**SET TASKS**
A: Please translate this sentence from the soil lab comparison post into Spanish: "All samples were sent USPS Priority and reports were returned by email."
B: In the soil lab comparison post, which lab's report came back first?

**SELECTED EXTRACT**
########################################
# RichS Soil Lab Test Comparison



## RichS (Jan 28, 2019)

Hi all-

Newbie here, but I finally got around to doing something I've been wanting to do for years - see how various labs would report on soil all taken from the same sample - so I figured I'd share what I found. I've been hanging out for a few years at (what appears to be the-site-that-shall-not-be-named), so I have several years' worth of Logan Labs data. After discovering this site, and poking around a bit, I chose 3 other labs for comparison.

Background - The first lab tests for my soil are from Penn State in 1999. I followed their N/P/K/lime recommendations and re-tested every 3-4 years until about 3 years ago, when I got a little more interested in the details. I moved to Logan to get more detailed data and move into more sophisticated treatments. The results were a bit strange this year, but I'll leave that for a different test results interpretation thread. (They're getting close to what I want, but there's still some work to do).

These samples are from my 4,000 sq. ft. front lawn. I've focused on the front because it's more visible, and the work/cost to treat the additional 17k in back is prohibitive. It was originally mostly perennial rye and fescue, and I overseeded with TTTF 2 years ago. A physical test from 2 years ago showed a slightly silty loam - 22% Clay, 56% Silt, 22% Sand.

Because of the volume I needed, I took about 25 samples from across the lawn. For each, I stuck a hand trowel 4 inches deep and worked it side to side to create an opening. I then cut a thin slice all the way down one side, removing a 4-inch-long slice of dirt, and put it in a pail. From the other side I dug the trowel in at 3 inches and took a sample just from 3-4" deep and put that in a different bucket.

When done, I cleaned out the grass, rocks, etc., by hand, and spread the samples on some newsprint in my garage to dry out. When dry, I thoroughly mixed the samples and then filled small plastic bags, alternating 1 scoop at a time per bag, until each had about a cup of dirt in each to send away for testing.

All samples were sent USPS Priority and reports were returned by email.
•	Logan Labs: Sent 2/26; Report received 3/5/19 2:52pm
•	Waypoint Labs: Sent 2/27; Report received 3/2/19 4:00pm (impressive - the day after receipt, on a Saturday)
•	Midwest Labs: Sent 2/27; Report received 3/5/19 1:55pm
•	A&L Great Lakes Lab: Sent 2/27; Report received 3/7/19 3:09pm

Below is a tabular summary of the data, followed by some comments, and then the actual reports.
########################################
**EXTRACTED RECORDS**

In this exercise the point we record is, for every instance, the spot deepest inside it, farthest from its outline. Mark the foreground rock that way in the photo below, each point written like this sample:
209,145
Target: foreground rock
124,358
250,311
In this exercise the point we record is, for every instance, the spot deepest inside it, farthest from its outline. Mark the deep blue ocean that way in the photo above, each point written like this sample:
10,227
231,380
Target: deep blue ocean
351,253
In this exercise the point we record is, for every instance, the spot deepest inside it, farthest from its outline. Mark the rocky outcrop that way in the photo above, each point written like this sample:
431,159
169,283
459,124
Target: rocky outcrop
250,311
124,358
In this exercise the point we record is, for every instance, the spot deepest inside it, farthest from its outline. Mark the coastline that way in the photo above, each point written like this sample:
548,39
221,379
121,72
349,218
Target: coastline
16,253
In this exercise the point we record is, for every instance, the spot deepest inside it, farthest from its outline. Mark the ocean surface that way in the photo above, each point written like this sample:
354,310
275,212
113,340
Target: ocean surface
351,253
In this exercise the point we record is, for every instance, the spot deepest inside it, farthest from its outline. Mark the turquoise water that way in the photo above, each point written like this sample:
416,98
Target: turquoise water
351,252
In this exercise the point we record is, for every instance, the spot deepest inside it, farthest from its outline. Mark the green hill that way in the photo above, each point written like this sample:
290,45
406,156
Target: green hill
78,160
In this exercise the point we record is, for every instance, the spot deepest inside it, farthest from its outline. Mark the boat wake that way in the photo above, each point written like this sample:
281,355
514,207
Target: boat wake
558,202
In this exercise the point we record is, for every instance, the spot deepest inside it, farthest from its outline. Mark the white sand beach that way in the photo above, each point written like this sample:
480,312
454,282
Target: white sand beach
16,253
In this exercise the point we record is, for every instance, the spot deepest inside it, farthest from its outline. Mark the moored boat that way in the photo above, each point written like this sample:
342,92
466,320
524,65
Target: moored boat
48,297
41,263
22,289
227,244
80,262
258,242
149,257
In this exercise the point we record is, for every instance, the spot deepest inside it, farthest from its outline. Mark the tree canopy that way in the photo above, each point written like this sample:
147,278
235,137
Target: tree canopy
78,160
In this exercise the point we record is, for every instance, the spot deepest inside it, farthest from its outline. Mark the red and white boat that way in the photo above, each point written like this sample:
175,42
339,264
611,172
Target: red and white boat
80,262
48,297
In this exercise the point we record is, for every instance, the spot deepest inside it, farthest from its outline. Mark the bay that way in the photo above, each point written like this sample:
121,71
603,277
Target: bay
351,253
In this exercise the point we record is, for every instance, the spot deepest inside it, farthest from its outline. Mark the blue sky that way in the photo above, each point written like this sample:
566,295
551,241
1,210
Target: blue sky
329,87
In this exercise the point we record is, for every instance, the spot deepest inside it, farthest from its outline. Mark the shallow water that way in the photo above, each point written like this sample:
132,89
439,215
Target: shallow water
########################################
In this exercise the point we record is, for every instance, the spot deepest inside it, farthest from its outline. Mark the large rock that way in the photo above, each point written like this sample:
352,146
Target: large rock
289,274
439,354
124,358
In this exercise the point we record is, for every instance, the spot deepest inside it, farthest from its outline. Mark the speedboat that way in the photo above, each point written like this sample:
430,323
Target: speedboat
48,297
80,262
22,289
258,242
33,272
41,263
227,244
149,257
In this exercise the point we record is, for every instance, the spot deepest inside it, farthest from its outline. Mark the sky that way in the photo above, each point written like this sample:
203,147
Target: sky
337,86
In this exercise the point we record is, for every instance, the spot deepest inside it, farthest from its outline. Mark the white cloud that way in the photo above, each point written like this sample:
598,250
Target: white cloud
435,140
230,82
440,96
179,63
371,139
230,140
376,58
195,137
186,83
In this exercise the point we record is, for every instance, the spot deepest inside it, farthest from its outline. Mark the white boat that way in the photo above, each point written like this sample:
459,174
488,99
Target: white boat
########################################
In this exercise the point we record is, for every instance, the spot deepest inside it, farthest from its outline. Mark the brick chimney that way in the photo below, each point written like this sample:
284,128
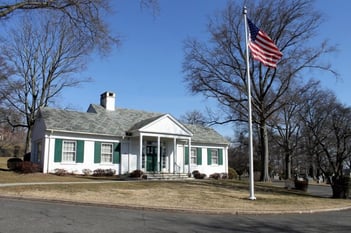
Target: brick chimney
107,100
########################################
**TASK-BY-TASK RESULTS**
A: Todas las muestras se enviaron por USPS Priority y los informes se devolvieron por correo electrónico.

B: Waypoint Labs, with its report received on 3/2/19.